◆ **What you will do**: Reproduce, character for character, only the stretch of the material from the line containing "Question. In the picture above, identify the bamboo leaf" through the line containing "[(435, 194)]". Include both end lines.

◆ **Listed records**:
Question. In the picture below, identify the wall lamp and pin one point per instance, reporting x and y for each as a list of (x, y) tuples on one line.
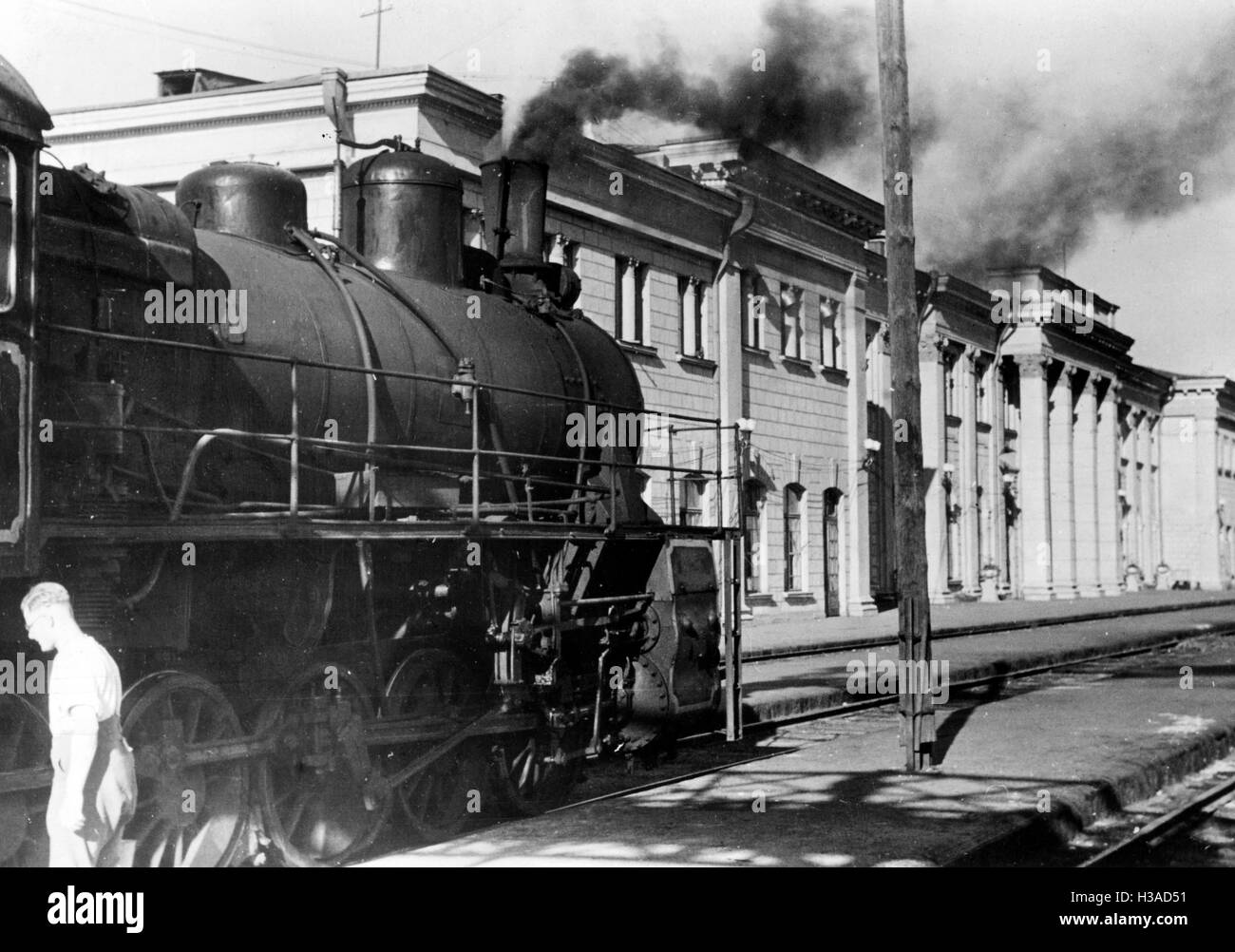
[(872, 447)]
---
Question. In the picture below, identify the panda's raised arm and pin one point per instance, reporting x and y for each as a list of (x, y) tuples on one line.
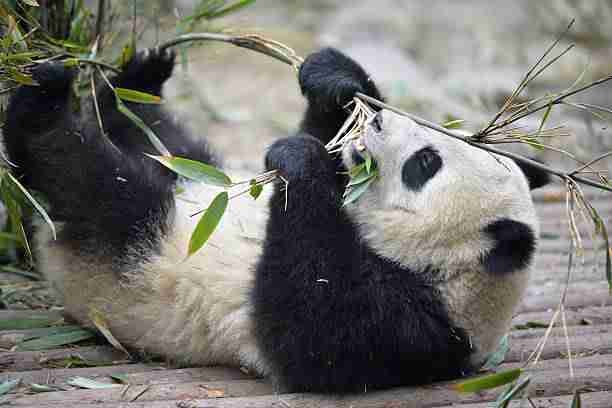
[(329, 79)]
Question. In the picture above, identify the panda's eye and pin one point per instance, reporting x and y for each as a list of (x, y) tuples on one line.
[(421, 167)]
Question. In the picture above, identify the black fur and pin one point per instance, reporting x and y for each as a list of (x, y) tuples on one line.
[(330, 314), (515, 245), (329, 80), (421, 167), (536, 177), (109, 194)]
--
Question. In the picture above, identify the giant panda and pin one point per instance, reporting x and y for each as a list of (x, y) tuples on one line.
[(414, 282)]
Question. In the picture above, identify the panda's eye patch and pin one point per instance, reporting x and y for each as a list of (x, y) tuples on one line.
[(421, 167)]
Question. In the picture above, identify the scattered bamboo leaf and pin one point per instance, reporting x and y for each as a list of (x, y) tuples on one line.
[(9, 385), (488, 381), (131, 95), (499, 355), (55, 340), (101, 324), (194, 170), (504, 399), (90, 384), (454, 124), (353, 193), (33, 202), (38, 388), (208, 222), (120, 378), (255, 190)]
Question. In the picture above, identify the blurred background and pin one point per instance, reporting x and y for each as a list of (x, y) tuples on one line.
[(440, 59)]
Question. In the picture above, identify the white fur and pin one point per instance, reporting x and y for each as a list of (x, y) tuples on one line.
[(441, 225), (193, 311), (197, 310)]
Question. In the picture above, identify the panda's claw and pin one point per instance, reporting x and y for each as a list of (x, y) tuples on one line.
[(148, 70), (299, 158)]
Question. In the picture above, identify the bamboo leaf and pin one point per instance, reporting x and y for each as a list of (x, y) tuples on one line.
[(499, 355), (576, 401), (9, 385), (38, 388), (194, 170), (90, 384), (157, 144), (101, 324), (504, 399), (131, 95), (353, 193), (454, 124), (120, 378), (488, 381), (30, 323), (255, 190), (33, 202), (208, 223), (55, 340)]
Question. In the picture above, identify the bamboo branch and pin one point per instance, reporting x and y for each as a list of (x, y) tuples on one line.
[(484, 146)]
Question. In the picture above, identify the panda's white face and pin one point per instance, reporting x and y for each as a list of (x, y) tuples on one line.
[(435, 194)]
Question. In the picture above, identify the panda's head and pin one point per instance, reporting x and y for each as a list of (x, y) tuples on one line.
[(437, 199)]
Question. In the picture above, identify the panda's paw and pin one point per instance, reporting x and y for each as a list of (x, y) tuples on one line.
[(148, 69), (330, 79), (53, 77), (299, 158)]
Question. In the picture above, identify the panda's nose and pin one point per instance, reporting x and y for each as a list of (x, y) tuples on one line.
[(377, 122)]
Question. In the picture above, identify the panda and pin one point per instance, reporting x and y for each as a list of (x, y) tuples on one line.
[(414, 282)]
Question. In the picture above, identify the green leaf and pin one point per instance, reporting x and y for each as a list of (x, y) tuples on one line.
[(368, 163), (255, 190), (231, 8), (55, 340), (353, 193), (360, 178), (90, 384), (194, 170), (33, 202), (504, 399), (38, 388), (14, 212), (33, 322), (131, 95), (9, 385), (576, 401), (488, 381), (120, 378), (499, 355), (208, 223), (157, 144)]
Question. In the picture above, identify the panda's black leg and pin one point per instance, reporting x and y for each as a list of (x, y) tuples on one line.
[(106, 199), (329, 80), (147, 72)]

◆ **Exercise answer**:
Question. In the picture above, identify the bamboo leaf and pin one point per instance, reporting x and y for each as a list of (x, y) tuples on one line.
[(499, 355), (576, 401), (9, 385), (38, 388), (194, 170), (90, 384), (157, 144), (101, 324), (504, 399), (131, 95), (353, 193), (454, 124), (120, 378), (488, 381), (30, 323), (255, 190), (33, 202), (208, 223), (55, 340)]
Question. In the picture above, identify the bamboo branch and pin one point per instance, reporting x and y for each as a list of (x, y) tuples on one line.
[(484, 146)]
Question. In the picture above, identify the panda's white face and pin one point per instance, reporting x and y for each as a list of (x, y) tuples on one line.
[(435, 194)]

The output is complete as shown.